**Material for the task**
## start

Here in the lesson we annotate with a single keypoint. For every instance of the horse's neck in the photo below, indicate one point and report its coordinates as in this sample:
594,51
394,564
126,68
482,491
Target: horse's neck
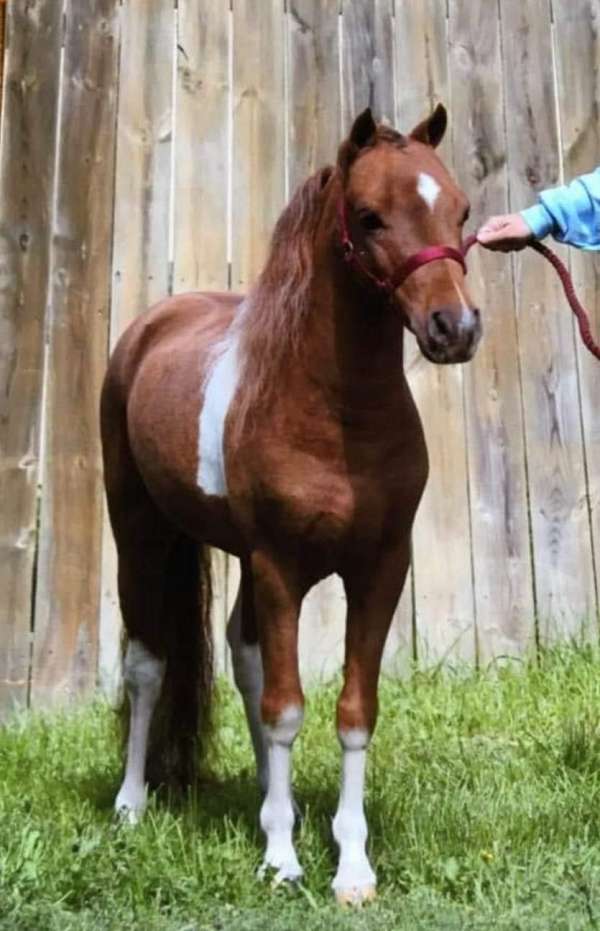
353,346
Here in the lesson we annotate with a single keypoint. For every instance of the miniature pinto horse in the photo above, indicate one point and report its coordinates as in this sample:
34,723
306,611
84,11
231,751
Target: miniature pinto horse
280,428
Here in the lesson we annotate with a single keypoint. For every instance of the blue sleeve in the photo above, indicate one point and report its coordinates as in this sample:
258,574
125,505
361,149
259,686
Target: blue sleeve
571,213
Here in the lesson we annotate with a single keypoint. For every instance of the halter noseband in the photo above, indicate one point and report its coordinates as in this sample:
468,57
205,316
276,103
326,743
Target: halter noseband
390,283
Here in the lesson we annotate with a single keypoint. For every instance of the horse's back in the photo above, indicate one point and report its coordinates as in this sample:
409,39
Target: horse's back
181,325
152,399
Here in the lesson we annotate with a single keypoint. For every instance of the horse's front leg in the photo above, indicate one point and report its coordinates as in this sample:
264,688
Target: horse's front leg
372,600
277,600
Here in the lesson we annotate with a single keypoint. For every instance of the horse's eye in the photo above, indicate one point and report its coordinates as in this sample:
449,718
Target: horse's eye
369,220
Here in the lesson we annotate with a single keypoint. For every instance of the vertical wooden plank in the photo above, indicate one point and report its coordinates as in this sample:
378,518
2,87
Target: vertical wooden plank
313,87
368,60
314,135
143,166
201,167
141,226
67,602
368,70
577,45
200,260
497,481
444,610
2,41
26,183
258,168
560,524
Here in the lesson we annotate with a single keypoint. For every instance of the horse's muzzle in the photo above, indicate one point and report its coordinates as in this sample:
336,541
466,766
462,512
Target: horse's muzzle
451,334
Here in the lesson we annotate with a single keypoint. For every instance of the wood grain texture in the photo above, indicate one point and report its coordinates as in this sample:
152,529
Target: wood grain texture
143,167
140,230
577,42
67,600
368,71
368,60
313,87
202,145
314,114
444,609
29,105
497,480
258,167
560,521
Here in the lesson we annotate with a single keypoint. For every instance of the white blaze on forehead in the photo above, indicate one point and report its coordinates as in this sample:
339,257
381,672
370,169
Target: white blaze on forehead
428,188
219,388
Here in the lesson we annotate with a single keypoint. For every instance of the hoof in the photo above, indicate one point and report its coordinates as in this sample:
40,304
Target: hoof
355,898
130,806
129,816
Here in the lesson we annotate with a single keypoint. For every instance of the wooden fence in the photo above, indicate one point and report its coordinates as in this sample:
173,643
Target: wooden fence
147,147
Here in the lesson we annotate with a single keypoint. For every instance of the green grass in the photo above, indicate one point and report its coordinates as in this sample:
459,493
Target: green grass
483,804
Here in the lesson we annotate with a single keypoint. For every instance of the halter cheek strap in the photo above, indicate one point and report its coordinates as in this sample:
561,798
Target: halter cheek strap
390,283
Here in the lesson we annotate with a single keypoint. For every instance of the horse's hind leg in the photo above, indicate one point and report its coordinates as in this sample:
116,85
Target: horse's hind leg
242,637
143,676
143,551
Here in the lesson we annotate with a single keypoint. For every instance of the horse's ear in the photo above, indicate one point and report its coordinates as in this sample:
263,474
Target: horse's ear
431,130
363,132
363,129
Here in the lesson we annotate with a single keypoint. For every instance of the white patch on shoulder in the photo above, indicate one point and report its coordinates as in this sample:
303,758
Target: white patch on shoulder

## end

**Set problem**
Rewrite the data between the line holding "the white patch" and the end, inclusive, changing "white patch" to "white spot" and leaving everything else as it is.

**Solution for this problem**
Here in the lesson we annotate with a single keypoint. For every instance of the white spot on shoulder in the photo above, indicate one point and report its coordinates as in this sample:
303,758
Target: white spot on shoulder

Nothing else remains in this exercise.